* **PROBLEM DESCRIPTION**
Within this material, how many lines have the string "logo" in them? The answer is a number, with nothing added.

START DATASET ENTRIES

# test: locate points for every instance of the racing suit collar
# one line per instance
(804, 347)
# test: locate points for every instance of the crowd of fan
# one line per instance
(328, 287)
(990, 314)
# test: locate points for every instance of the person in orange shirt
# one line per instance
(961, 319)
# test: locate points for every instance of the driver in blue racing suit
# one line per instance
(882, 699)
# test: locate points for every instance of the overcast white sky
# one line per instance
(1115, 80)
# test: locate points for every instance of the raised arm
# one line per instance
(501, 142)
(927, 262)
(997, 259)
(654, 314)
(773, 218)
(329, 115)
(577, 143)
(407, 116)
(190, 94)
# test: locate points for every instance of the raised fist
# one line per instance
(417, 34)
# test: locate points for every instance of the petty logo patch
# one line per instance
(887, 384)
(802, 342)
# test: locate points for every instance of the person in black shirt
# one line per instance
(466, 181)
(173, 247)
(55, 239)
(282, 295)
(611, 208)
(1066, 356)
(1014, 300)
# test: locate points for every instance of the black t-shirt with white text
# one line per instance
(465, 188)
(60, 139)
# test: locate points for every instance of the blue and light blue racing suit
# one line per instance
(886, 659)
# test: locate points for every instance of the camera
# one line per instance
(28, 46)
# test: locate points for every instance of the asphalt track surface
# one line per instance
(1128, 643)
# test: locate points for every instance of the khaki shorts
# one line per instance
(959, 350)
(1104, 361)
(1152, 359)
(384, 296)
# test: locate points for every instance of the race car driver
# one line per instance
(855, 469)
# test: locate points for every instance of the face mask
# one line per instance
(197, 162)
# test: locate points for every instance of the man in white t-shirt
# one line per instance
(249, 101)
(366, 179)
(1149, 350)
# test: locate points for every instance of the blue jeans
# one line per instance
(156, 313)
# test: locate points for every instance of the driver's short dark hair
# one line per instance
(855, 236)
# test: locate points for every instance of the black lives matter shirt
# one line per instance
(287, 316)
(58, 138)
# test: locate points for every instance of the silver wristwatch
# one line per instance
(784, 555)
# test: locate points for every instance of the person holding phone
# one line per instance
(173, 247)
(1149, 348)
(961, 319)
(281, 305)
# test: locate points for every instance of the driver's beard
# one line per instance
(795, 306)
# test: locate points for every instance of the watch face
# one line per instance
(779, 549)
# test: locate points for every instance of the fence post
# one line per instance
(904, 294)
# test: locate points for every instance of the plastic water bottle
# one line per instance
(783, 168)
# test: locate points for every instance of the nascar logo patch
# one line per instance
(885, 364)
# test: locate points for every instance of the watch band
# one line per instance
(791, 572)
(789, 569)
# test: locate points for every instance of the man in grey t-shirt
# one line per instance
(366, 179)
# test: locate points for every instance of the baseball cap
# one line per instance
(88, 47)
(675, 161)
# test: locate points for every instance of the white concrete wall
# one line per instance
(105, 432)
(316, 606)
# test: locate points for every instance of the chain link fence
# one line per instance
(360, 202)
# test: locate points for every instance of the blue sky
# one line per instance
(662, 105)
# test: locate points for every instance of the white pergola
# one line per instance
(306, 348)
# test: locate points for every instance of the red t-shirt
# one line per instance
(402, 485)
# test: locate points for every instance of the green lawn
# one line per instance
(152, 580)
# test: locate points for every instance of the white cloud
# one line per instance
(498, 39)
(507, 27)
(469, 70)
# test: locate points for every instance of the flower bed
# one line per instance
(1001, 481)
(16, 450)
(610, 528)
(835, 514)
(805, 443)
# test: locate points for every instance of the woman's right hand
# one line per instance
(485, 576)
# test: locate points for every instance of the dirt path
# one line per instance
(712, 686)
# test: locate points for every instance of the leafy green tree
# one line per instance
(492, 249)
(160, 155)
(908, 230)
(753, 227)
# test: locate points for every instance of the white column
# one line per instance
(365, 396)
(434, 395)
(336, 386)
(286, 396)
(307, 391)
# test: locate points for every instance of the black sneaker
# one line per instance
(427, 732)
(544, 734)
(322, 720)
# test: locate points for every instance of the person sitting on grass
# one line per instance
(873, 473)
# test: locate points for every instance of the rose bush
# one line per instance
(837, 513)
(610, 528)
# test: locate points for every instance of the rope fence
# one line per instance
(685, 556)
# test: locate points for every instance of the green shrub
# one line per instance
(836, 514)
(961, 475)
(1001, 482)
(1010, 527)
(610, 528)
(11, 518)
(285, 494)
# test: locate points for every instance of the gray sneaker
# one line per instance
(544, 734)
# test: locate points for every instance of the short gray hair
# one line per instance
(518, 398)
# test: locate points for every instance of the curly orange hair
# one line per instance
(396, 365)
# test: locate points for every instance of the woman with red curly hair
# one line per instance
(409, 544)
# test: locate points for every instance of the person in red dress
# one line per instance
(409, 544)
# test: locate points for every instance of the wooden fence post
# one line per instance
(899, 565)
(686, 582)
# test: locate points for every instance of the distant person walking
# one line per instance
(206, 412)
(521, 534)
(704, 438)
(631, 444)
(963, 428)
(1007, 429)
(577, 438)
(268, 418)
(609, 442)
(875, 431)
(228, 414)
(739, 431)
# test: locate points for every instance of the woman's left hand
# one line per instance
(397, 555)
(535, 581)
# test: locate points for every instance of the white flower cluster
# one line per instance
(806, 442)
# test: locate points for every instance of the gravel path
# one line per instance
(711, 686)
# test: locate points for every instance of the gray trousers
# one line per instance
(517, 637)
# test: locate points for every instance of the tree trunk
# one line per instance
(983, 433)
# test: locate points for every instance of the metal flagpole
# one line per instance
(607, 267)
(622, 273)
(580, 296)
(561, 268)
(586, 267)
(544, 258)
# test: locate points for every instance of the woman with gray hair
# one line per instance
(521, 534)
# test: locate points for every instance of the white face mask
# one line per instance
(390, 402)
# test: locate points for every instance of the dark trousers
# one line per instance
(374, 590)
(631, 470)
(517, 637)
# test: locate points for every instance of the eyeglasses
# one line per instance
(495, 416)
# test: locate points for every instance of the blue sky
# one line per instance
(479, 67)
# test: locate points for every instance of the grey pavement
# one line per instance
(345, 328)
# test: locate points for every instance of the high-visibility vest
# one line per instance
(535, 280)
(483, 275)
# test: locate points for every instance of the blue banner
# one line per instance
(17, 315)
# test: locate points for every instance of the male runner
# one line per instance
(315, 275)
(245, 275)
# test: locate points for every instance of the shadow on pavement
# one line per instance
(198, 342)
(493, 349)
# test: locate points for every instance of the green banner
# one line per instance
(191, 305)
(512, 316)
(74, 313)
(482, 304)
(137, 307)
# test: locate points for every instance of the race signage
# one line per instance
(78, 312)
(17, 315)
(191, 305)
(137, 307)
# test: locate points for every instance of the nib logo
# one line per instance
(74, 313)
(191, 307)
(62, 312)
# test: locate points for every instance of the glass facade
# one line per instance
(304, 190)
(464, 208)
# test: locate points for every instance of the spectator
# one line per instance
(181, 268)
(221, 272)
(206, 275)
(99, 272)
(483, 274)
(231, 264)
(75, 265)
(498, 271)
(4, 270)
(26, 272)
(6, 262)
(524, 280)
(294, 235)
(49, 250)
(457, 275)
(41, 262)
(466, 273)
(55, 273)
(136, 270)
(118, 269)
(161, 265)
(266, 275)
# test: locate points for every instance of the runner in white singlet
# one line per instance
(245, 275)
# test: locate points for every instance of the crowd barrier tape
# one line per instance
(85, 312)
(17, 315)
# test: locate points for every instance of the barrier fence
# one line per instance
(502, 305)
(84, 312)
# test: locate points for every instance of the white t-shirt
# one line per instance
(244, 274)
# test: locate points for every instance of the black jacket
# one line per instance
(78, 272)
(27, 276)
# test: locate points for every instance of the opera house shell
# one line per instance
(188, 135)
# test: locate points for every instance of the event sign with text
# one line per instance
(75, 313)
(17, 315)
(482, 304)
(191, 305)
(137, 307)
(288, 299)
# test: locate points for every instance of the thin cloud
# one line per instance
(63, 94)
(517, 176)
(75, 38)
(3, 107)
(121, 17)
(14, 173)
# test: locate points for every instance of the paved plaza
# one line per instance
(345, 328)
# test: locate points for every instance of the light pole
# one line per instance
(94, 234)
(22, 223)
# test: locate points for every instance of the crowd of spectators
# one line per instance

END DATASET ENTRIES

* **RESPONSE**
3